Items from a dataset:
◇ ◇ ◇

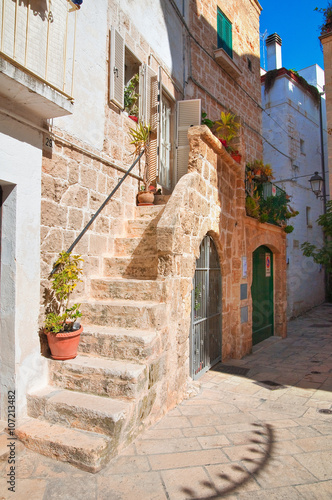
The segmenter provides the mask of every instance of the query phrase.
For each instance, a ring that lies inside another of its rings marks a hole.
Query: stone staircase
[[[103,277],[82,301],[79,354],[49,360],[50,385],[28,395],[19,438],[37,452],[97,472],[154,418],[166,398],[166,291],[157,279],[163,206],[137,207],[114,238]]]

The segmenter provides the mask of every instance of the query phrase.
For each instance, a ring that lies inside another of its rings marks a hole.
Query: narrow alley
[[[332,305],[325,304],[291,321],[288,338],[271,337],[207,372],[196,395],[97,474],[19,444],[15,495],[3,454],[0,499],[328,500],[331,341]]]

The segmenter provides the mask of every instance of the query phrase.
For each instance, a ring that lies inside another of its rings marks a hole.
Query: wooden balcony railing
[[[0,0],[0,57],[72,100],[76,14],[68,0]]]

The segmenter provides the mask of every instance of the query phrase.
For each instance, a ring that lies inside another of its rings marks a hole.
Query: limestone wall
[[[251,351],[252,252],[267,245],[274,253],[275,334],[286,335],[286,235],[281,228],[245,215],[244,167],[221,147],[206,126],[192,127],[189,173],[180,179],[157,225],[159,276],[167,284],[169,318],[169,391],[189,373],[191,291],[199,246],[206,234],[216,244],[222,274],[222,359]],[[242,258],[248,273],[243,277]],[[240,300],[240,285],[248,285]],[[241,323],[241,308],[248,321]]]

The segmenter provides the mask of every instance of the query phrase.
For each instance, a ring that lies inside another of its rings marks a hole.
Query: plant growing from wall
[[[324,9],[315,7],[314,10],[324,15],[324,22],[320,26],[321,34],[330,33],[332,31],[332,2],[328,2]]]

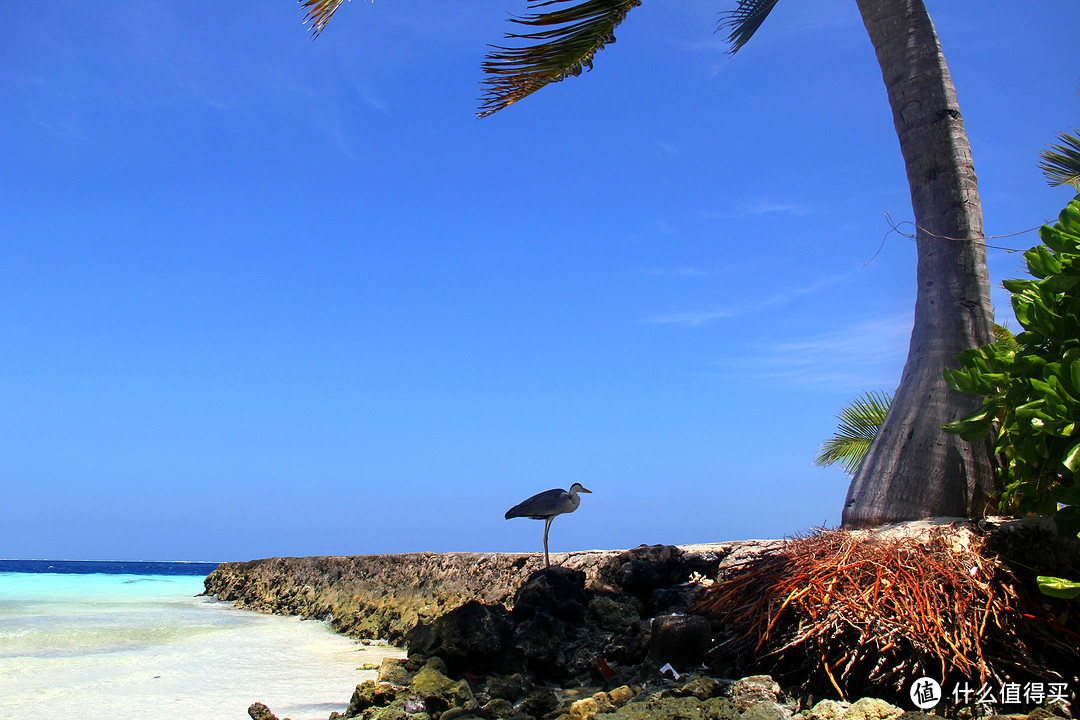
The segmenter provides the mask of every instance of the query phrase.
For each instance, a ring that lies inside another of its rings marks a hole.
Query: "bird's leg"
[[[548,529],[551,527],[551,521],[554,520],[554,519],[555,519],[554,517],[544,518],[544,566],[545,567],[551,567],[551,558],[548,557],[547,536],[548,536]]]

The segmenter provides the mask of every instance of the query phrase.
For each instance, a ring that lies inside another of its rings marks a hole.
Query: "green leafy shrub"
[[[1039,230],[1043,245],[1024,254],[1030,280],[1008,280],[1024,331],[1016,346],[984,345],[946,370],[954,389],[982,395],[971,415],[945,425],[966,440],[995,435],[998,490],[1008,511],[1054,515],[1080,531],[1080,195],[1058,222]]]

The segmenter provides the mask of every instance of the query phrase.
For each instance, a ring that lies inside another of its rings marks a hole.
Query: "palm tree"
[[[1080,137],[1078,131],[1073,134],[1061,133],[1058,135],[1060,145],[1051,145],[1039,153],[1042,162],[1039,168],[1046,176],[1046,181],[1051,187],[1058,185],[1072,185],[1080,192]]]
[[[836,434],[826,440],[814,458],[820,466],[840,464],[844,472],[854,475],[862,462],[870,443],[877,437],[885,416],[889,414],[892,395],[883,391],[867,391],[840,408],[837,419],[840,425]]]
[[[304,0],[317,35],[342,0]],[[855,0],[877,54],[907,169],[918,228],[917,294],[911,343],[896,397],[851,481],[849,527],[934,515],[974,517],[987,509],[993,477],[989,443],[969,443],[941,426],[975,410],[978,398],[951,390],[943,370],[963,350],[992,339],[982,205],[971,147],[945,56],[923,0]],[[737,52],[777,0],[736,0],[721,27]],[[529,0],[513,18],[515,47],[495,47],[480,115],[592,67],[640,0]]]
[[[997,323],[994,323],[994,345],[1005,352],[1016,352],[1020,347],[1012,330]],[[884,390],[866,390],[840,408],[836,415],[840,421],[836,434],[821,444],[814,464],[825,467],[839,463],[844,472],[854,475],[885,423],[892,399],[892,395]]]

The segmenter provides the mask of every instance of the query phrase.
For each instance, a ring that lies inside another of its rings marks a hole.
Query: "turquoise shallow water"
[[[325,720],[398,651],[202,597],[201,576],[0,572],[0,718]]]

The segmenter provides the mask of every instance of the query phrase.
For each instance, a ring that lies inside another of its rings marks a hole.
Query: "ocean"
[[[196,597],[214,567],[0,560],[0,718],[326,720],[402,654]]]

◇ ◇ ◇

What the task requires: Print all of the entries word for word. Skip any images they contain.

Your solution:
The segmenter provides the mask of every instance of the query phrase.
For each instance, a ring that lies inside another of its rings marks a hole.
Query: stone staircase
[[[103,277],[82,301],[79,354],[49,360],[50,385],[28,395],[19,438],[37,452],[97,472],[154,418],[166,398],[166,291],[157,279],[163,206],[137,207],[114,238]]]

The segmenter provides the mask of every instance of the query phrase.
For each instance, a ring that lies inside another of its rings marks a hole.
Query: narrow alley
[[[332,305],[325,304],[291,321],[288,338],[271,337],[207,372],[196,395],[97,474],[19,444],[15,495],[3,454],[0,499],[328,500],[331,341]]]

The segmenter provides the mask of every instance of the query phrase.
For each instance, a ring that lies inside another of its rings marks a hole.
Query: wooden balcony railing
[[[0,0],[0,57],[72,100],[76,14],[68,0]]]

The segmenter provides the mask of every instance of the query phrase.
For each instance, a ring that lies inside another of its rings marks a hole.
Query: limestone wall
[[[251,351],[252,252],[267,245],[274,253],[275,334],[286,335],[286,235],[281,228],[245,215],[244,167],[221,147],[206,126],[192,127],[189,173],[180,179],[157,225],[159,276],[167,284],[169,318],[169,391],[189,373],[191,291],[199,246],[206,234],[216,244],[222,274],[222,359]],[[242,258],[248,273],[243,277]],[[240,300],[240,285],[248,285]],[[241,323],[241,308],[248,321]]]

The segmenter provides the mask of every instance of the query phrase.
For each instance, a ring that lies inside another of its rings marks a hole.
Query: plant growing from wall
[[[324,9],[315,7],[314,10],[324,15],[324,22],[320,26],[321,34],[330,33],[332,31],[332,2],[328,2]]]

The segmenter provides the mask of every instance of the query phrase.
For each instance, a ring that lies inside another of its rings marks a hole.
Query: "bird's leg"
[[[548,529],[551,527],[551,521],[554,520],[554,519],[555,519],[554,517],[544,518],[544,566],[545,567],[551,567],[551,558],[548,557],[547,536],[548,536]]]

The segmenter provides the mask of every instance of the query phrase.
For each instance, a ring that lies inside another of its rings marks a hole.
Query: "green leafy shrub"
[[[1039,230],[1043,245],[1024,254],[1030,280],[1008,280],[1024,331],[1016,346],[984,345],[946,370],[954,389],[982,395],[971,415],[945,425],[966,440],[995,435],[998,490],[1008,511],[1054,515],[1080,531],[1080,195],[1058,222]]]

The segmenter provides the mask of every instance of the query phrase.
For each instance, a ring that lies inside another of its rings marks a hole.
Query: "palm tree"
[[[1080,137],[1078,131],[1073,134],[1061,133],[1058,135],[1060,145],[1051,145],[1039,153],[1042,162],[1039,168],[1046,176],[1046,181],[1051,187],[1058,185],[1072,185],[1080,192]]]
[[[836,434],[826,440],[814,458],[820,466],[840,464],[844,472],[854,475],[862,462],[870,443],[877,437],[885,416],[889,414],[892,395],[883,391],[867,391],[840,408],[837,419],[840,425]]]
[[[304,0],[317,35],[342,0]],[[855,0],[877,54],[907,169],[918,228],[917,294],[911,343],[896,397],[851,481],[849,527],[934,515],[974,517],[987,509],[993,477],[989,443],[969,443],[941,426],[975,410],[978,398],[951,390],[943,370],[963,350],[992,339],[982,205],[971,147],[945,56],[923,0]],[[737,52],[777,0],[736,0],[721,27]],[[529,0],[513,18],[515,47],[495,47],[480,115],[592,67],[640,0]]]
[[[997,323],[994,323],[994,345],[1005,352],[1016,352],[1020,347],[1012,330]],[[884,390],[866,390],[840,408],[836,415],[840,421],[836,434],[821,444],[814,464],[825,467],[839,463],[844,472],[854,475],[885,423],[892,399],[892,395]]]

The segmenter provides the mask of every instance of the query phrase.
For each instance, a ring that lies inside another of its rings marks a hole.
Query: "turquoise shallow water"
[[[325,720],[398,651],[202,597],[201,576],[0,572],[0,718]]]

The segmenter provides the mask of every instance of the query phrase.
For each instance, a ring that lies inside another of its rings marks a hole.
Query: "ocean"
[[[196,597],[214,567],[0,560],[0,718],[326,720],[402,654]]]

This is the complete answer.